Pen's Perspective On… Staying Connected with Brokers and Businesses
Published On : 21 May 2020
BY NICK MILTON
To most of us working in ‘UK GI’, the month of May means one thing: Manchester.
This month’s mid-point sees the industry converge on the North-West city for an annual conference dose of all things British Insurance Brokers’ Association related.
It’s an insurance get together looked forward to by thousands.
But BIBA isn’t just about long days and (sometimes) long nights of keynote speakers, conference hall-pacing, industry networking and socialising. It’s where real business gets done: introductions made, challenges laid out, solutions explored.
All of which meant a pretty subdued start to this month, especially for those of us that focus on business development. With BIBA 2020 earlier confirmed as cancelled due to the current crisis, and rightly so, we faced no real prospect of any large scale broker and insurance market interaction. Not this month, and not for the foreseeable future.
And even if our lives weren’t still constrained by the need for social distancing, far better that Manchester Central got radically transformed from conference centre to NHS Nightingale Hospital than it played host to insurance market networking.
But that also meant none of those conversations - the conversations that take full advantage of the presence and availability of multiple specialists and decision makers all in one place, at one time - would happen.

==========

• [Set of tasks]
1. Render this sentence from the piece on staying connected with brokers and businesses into Spanish: "It’s an insurance get together looked forward to by thousands."
2. Write the next few paragraphs of the piece on staying connected with brokers and businesses, picking up after its final sentence.

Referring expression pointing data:
==========

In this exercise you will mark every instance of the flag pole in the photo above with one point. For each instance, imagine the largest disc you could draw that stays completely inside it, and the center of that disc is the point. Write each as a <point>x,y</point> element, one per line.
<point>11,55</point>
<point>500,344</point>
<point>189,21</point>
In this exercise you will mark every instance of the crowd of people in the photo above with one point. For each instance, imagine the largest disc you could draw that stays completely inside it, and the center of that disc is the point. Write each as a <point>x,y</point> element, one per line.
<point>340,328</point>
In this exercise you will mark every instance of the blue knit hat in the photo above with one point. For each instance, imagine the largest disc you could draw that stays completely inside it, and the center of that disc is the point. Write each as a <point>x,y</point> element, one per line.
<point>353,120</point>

==========

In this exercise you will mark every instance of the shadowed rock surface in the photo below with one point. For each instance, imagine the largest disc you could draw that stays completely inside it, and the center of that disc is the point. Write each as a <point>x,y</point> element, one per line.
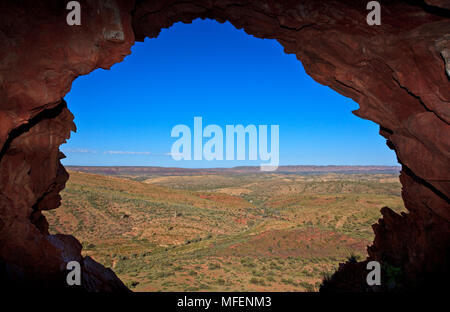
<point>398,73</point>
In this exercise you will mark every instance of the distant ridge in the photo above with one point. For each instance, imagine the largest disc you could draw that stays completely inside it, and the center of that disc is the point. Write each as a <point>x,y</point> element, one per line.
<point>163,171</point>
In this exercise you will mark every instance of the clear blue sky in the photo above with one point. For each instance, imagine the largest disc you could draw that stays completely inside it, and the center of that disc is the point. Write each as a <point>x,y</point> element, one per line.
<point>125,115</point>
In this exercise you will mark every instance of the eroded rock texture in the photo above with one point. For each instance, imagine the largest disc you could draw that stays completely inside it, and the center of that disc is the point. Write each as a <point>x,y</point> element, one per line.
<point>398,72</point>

==========

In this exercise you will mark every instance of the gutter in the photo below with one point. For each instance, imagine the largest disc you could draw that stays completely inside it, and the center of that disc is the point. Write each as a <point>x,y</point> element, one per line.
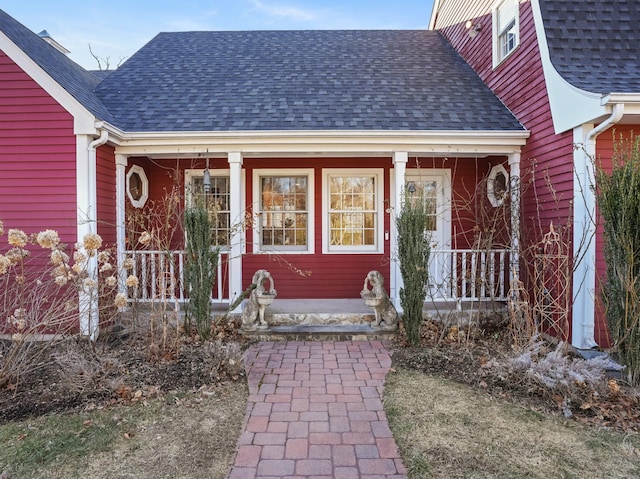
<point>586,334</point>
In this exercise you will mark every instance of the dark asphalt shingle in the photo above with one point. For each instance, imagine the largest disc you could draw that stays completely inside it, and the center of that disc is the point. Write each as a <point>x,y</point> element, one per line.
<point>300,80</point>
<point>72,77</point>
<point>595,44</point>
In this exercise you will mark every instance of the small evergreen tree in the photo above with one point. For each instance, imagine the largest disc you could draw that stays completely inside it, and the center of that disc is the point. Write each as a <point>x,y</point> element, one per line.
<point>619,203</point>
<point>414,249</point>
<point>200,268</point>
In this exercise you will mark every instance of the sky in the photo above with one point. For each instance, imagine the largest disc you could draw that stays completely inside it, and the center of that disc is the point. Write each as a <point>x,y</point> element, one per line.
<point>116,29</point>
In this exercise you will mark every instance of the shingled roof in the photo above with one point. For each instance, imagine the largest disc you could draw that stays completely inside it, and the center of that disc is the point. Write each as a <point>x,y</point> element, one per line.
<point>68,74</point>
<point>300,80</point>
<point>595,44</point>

==========

• [List of answers]
1. Es un encuentro del sector de los seguros que miles de personas esperan con ilusión.

2.
So here in Pen, we decided we didn’t want ‘BIBA 2020’ to pass by unnoticed. We decided to create our own virtual conference to keep those conversations in the calendar. If we couldn’t do them in person, we’d look to recreate the fast-paced, packed agenda of BIBA’s ‘big Wednesday’ virtually – complete with lunchtime webinar on, well, what else but ‘Building and Nurturing Pipelines while Working Remotely’. And big thanks to Buki Mosaku of RosAcad for delivering that.
Fast forward to a week after our 13 May ‘virtual Pen conference’ and we’re busy building on business born out of a frenetic day that saw in excess of 100 meetings, with many of our existing broker partners or brokers we’re keen to work more closely with, and peopled by 35 members of our specialist underwriting, divisional heads and Executive leadership teams supported by Pen’s business development managers.
It goes without saying that the 30-minute, back-to-back meetings were restricted to the now-familiar but still less-than-ideal forum of video or conference calls. Pleased to say, the technology hung in there, and better than many feared, although there was no easy way to adjourn for a bite of food or drink to continue conversations in the usual convivial way.
But we made sure those ‘BIBA conversations’ still happened. And the broker feedback has been great.
Because the reality is, none of us can afford to wait for ‘normality’ to resume. We don’t even know what form that will ultimately take.
But what we do know is this. Businesses won’t stop facing risks they need help managing – whether they’re existing, new, shifting or emerging risks, as the world as we know it continues to change. And brokers won’t stop needing underwriters with a can-do attitude and focus on finding ways to quantify, price and accept risk, no matter what curve balls coronavirus or anything else throws at us.
So freeing up multiple diaries for one day, en masse, to focus purely on how we can support brokers to better support their business clients has proved hugely valuable.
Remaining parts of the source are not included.